The Perry County Health Department reports 11 active cases of COVID-19, which brings the county’s seven-day rolling average to 1.3. Recently, there has been an upward trend in wastewater data, though the figures remain far below the levels seen in November 2020.
The state’s Department of Health and Senior Services, Department of Natural Resources as well as the University of Missouri are working together on “The Sewershed Surveillance Project,” a COVID-19 tracking tool.
Perry County’s COVID-19 viral load measurement was among 27 municipalities to show an increase above previous data points.
Another 25 were marked as “no change.” None of the nearly 70 measurements from Missouri municipalities showed a significant decrease. An increase is the trend marker when the viral load measurement went up by 40 percent or more from the previous week, or increase by 25 percent or more from the past two weeks.

▶ _Questions to answer_:
**A)** According to the Perry County report, what is the county's seven-day rolling average of COVID-19 cases?
**B)** Extract the passage of the Perry County report from "The state’s Department" to "past two weeks.", copying it word for word.
The records that follow this report are not needed for any of the work here.

▶ _Information_:

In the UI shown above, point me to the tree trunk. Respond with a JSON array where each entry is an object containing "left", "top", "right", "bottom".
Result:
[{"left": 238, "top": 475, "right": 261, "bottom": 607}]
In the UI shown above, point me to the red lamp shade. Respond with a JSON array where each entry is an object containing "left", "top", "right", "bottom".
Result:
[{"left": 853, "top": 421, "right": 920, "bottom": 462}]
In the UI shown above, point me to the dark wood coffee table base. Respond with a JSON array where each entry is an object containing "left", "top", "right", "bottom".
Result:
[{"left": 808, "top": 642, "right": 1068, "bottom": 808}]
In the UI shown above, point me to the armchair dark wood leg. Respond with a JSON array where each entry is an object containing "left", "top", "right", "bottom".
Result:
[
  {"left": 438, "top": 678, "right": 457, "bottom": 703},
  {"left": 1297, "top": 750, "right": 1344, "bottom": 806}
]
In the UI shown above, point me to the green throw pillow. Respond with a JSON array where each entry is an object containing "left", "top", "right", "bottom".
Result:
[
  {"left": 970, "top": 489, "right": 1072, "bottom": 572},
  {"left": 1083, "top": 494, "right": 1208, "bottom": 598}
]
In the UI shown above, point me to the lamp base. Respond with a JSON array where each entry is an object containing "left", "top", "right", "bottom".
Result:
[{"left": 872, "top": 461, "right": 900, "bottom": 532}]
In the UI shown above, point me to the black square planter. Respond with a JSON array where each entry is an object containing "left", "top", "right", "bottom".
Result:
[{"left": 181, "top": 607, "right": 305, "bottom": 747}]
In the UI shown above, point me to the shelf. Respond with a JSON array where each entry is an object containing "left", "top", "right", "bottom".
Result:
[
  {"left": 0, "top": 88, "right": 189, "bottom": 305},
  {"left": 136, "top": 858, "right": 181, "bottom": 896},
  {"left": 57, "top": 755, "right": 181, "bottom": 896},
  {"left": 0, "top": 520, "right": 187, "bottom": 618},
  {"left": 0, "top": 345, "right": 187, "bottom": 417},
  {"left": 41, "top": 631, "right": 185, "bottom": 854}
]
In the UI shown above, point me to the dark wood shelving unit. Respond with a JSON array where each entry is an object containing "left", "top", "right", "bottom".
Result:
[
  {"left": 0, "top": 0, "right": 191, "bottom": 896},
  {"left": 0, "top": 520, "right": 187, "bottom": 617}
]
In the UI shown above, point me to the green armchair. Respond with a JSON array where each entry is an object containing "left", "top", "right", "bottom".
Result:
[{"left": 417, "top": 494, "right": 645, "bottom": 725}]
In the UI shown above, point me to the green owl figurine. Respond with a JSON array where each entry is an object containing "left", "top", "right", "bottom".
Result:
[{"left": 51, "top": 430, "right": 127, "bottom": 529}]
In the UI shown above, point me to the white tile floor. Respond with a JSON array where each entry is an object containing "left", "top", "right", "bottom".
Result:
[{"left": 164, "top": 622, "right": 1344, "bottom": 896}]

▶ _Solutions per task_:
**A)** The county's seven-day rolling average is 1.3.

**B)**
The state’s Department of Health and Senior Services, Department of Natural Resources as well as the University of Missouri are working together on “The Sewershed Surveillance Project,” a COVID-19 tracking tool.
Perry County’s COVID-19 viral load measurement was among 27 municipalities to show an increase above previous data points.
Another 25 were marked as “no change.” None of the nearly 70 measurements from Missouri municipalities showed a significant decrease. An increase is the trend marker when the viral load measurement went up by 40 percent or more from the previous week, or increase by 25 percent or more from the past two weeks.